Begin at the line containing "Note: point at the turquoise" in the entries below and end at the line containing "Note: point at the big"; transcribe that range exactly and nothing outside it.

* _EXERCISE DATA_
- - - - - - -
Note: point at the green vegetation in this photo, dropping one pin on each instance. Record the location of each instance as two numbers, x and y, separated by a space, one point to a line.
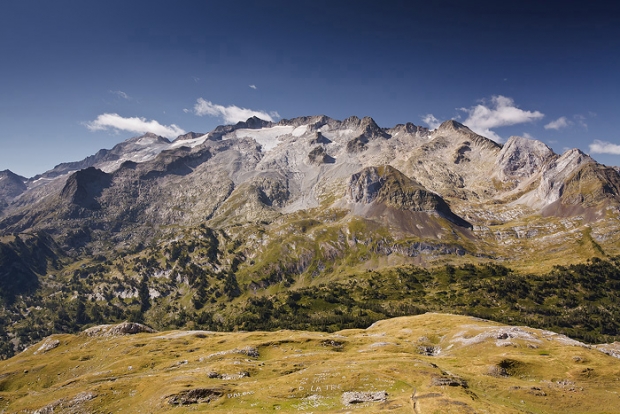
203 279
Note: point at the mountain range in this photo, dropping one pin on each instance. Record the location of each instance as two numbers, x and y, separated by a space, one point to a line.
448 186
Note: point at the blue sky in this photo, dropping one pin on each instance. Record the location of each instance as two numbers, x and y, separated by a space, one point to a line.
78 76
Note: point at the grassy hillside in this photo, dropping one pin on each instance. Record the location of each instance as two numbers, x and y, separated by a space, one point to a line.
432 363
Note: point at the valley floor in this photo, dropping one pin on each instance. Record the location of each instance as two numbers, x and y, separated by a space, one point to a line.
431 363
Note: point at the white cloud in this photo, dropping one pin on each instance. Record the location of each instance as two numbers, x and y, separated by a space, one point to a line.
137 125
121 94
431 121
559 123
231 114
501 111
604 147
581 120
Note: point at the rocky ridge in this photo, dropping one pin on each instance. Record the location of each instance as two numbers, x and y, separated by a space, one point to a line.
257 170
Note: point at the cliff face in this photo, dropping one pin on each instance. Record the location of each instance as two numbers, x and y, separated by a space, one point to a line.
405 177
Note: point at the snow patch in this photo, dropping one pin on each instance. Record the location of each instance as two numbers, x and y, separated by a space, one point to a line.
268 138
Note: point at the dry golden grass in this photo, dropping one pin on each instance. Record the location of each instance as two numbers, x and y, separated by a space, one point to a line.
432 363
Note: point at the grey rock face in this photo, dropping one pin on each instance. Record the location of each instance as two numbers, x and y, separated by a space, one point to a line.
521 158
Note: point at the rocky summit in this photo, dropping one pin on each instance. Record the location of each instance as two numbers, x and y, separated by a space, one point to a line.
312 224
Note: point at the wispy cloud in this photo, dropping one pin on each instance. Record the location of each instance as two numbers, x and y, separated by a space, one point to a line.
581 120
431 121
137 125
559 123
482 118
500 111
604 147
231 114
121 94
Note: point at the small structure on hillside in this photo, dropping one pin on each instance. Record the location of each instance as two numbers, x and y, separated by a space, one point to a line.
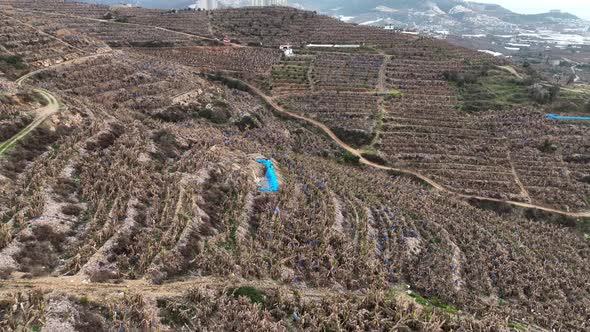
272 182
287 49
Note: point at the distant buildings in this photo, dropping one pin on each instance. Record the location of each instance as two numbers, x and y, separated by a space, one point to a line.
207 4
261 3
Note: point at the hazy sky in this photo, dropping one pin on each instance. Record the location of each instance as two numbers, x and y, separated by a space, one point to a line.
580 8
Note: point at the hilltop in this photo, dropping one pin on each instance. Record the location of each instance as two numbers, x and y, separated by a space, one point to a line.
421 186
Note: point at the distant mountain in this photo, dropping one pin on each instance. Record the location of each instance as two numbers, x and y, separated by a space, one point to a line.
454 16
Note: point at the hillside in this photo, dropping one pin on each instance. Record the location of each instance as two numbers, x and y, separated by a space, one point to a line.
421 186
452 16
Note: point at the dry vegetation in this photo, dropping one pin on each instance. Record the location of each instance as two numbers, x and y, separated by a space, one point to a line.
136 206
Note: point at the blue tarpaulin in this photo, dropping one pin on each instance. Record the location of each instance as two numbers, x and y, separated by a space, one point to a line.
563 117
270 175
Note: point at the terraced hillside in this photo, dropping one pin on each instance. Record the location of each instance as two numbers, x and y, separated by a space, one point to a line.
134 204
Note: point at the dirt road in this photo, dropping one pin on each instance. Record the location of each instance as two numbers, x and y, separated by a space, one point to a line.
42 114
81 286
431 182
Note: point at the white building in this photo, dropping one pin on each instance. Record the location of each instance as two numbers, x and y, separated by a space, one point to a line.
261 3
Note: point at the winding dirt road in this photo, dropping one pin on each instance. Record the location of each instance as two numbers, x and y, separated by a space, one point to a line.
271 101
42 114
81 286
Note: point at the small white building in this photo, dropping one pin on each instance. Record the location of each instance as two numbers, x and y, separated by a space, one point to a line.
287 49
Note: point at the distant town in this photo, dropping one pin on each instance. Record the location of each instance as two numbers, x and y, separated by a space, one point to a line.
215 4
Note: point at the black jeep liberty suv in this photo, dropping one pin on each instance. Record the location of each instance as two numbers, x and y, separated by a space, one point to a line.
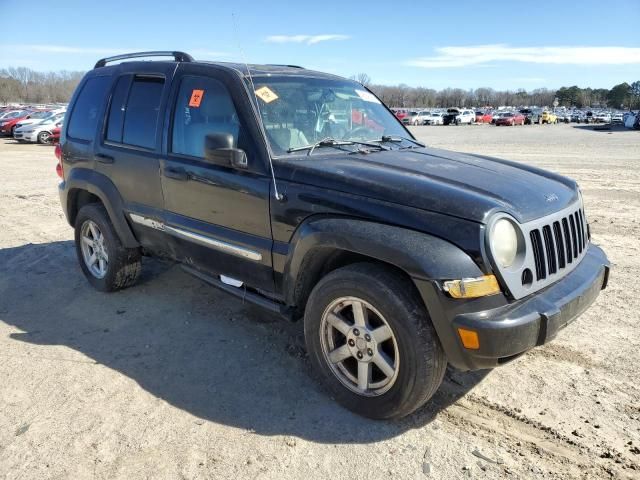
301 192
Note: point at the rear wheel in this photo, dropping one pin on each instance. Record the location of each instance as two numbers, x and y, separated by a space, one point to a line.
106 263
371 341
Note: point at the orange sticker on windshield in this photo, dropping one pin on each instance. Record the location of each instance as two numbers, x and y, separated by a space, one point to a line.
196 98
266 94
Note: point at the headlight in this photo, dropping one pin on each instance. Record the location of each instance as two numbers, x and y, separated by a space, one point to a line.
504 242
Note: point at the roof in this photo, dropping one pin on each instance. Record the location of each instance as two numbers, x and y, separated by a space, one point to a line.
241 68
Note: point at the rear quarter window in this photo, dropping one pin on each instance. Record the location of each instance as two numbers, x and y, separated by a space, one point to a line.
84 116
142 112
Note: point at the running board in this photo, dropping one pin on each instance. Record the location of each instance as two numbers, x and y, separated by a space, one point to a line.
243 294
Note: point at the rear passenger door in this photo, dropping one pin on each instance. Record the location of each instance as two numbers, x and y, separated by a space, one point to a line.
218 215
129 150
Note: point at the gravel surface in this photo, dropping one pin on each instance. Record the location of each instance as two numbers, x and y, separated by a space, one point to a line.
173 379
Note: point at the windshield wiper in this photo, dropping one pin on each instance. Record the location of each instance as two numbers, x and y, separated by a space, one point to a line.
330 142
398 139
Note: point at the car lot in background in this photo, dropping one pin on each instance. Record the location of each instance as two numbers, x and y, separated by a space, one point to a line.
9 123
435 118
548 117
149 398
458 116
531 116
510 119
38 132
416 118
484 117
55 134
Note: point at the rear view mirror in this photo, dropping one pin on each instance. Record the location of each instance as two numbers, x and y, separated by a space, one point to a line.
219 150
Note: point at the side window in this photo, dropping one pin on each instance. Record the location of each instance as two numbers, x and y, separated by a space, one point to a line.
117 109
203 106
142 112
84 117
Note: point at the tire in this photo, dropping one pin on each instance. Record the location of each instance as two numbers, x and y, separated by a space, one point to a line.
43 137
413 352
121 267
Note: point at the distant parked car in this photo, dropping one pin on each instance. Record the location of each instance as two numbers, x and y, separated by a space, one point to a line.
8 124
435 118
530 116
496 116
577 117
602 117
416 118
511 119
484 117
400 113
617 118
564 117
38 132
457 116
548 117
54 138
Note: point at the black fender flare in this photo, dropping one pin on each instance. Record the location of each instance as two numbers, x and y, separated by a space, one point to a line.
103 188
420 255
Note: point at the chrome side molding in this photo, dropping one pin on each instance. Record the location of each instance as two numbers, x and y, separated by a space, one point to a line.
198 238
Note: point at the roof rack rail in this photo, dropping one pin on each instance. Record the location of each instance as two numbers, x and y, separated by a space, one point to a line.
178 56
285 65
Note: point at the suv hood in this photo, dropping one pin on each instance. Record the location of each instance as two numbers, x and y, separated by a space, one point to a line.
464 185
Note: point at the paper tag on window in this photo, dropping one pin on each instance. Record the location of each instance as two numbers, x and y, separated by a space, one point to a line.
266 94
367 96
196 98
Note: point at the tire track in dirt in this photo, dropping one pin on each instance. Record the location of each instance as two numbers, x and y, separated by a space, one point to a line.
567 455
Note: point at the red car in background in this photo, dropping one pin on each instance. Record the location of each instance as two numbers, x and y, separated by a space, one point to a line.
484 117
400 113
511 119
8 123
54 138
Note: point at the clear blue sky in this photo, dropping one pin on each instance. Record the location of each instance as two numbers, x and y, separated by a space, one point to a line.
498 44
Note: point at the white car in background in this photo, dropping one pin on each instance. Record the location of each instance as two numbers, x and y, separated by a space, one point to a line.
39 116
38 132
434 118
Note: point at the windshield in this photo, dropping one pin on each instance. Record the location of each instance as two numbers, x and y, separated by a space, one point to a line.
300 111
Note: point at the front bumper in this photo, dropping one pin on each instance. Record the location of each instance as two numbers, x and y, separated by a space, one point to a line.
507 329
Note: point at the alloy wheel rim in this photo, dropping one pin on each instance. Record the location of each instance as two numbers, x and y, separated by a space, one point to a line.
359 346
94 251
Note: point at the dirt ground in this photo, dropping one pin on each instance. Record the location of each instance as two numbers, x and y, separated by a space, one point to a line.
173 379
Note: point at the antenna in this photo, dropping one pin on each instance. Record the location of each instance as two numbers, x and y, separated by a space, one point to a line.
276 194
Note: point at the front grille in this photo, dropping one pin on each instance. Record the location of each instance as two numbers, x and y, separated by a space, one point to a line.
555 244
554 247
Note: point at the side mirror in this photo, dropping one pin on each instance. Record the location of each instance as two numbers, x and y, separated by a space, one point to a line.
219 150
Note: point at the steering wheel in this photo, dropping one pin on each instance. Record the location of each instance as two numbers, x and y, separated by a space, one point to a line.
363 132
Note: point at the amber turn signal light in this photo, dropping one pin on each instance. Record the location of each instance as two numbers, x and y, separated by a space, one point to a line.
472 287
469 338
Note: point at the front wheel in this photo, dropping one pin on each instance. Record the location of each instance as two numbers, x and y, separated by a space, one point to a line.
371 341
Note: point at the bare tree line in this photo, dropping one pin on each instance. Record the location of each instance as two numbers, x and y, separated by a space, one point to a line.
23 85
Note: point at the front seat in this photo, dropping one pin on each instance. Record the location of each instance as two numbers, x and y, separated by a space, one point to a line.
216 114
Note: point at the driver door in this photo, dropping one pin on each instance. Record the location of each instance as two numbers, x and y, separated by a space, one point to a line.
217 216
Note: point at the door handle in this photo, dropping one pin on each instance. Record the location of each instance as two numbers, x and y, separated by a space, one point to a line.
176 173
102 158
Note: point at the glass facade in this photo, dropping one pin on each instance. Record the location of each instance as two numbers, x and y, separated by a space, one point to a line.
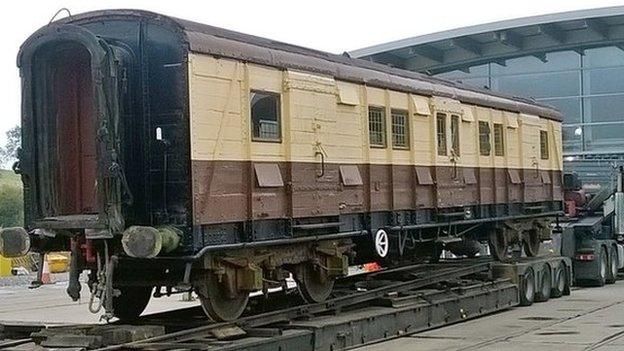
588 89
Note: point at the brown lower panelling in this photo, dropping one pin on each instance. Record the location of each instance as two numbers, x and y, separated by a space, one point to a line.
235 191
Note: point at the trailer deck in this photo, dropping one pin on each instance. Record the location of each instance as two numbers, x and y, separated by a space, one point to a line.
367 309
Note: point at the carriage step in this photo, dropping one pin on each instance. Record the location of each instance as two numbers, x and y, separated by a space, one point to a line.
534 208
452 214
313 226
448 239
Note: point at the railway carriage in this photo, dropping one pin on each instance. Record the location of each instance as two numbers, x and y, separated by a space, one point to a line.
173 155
- - - - - - -
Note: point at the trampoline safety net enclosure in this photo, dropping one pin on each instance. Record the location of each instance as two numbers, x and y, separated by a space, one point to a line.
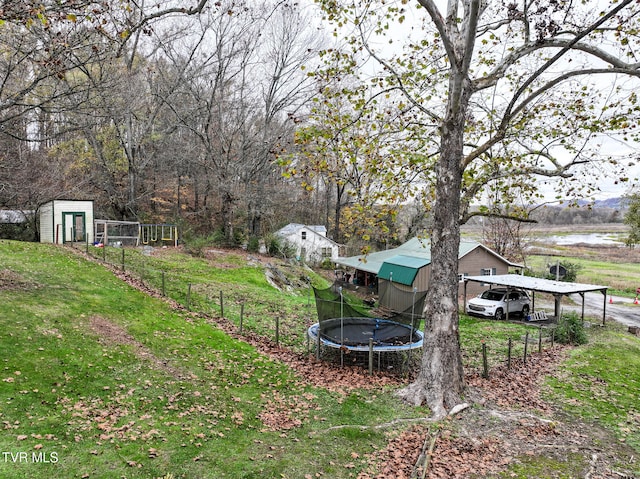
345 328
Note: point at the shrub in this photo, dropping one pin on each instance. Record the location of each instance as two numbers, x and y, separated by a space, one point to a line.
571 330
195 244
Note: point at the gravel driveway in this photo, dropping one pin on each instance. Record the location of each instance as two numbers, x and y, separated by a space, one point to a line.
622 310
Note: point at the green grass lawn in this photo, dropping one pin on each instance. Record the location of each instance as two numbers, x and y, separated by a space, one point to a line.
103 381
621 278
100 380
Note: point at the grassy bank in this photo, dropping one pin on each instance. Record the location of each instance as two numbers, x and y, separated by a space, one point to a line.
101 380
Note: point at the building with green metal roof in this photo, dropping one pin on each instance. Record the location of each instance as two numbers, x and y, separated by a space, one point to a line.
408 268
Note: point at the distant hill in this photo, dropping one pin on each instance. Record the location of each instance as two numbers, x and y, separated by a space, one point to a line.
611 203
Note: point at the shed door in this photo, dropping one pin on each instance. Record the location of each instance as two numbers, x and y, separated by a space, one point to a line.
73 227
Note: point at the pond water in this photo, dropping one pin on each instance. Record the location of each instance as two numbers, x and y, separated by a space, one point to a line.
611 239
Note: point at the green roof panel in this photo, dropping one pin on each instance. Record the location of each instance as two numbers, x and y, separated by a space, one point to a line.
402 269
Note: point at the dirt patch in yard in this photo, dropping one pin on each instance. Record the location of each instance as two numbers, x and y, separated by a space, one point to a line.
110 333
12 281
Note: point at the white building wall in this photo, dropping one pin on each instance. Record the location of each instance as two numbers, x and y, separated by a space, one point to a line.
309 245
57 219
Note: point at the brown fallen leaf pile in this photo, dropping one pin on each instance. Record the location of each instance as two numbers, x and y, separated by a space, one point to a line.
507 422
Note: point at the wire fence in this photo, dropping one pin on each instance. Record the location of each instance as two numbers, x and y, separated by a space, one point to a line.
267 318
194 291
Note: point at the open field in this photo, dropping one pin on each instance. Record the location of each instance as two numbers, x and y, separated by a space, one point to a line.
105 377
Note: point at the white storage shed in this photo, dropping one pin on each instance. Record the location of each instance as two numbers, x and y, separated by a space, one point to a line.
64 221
- - - - - - -
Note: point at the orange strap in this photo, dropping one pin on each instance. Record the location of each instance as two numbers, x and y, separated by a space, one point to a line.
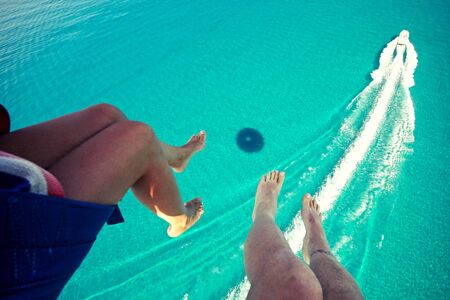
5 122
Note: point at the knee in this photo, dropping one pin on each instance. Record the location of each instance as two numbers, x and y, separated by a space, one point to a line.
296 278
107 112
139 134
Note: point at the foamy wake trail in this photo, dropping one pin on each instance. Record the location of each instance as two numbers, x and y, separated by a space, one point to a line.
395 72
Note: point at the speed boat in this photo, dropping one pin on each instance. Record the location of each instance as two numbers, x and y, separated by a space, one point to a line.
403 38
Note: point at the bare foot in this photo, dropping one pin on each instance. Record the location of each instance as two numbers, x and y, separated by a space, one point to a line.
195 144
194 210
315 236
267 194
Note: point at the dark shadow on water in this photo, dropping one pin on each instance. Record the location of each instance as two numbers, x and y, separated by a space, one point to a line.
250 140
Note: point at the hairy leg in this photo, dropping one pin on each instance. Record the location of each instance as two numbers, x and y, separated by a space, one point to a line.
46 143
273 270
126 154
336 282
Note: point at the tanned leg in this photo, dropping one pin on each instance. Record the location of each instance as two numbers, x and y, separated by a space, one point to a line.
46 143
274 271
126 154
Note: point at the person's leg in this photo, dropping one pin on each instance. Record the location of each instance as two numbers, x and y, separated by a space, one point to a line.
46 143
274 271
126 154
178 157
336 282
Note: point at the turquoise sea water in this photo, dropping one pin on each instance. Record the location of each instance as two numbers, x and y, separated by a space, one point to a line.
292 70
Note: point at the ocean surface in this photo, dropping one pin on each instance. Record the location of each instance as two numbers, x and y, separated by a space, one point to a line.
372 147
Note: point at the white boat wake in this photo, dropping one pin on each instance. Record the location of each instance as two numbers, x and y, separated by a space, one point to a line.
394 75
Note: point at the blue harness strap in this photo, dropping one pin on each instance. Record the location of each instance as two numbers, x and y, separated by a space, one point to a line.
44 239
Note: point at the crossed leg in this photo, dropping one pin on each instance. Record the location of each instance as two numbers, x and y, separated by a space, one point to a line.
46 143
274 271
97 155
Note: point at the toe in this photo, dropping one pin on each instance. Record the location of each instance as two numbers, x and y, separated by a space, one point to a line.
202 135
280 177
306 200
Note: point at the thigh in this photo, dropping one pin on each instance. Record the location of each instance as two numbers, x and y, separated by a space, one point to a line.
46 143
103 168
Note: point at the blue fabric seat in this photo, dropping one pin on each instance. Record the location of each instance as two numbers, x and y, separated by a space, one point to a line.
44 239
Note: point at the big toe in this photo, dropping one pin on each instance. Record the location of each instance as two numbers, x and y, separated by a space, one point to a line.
- - - - - - -
* _YOUR SOLUTION_
Note: point at the turquoise sea water in this photo, dropping one pin on each instance. Record the location of each instance as two numbers, x and y, separated by a space, one point to a line.
292 70
Note: point at the ocean surface in this photo, dropping one pin on each instance. Record the location of each instance as two numbers, x and y, separated by a space, one point to a line.
372 147
Note: point at the white boat wake in this photo, dropping one pin on each instance. Record the location of each instance as two numbers, x and y, separated by a space, one point to a line.
394 75
Note: point at the blue harness strap in this photo, dropping one pin on each instance. Record the location of each instance as two numbers, x and y, separated by a space, one point to a line.
44 239
Note: point at the crossed leg in this photo, dropping one pin on each instance. Record the location of each instance as two numbers, x and y, separated by a space, one point to a line.
46 143
274 271
97 155
Note: point at the toe in this photo, dropping one pin on each instance. Record the location of each instance as two numbers, x and y, separated by a space, one point to a line.
202 135
280 177
306 200
Note: point at the thigh in this photo, dropping one pin on each instance. Record the location of each instance as two numbers, x and y, separated by a space, one point to a line.
46 143
103 168
Note: point at the blue fabric seat in this photo, dropping one pin on each instance. Record the location of each instance as two numbers, x and y, separated by a space, one point to a line.
44 239
Note: point at the big toe in this photo, dropping one pin on each instance. Record the location of each instance as two numbers, x and y, separated by a space, one point to a line.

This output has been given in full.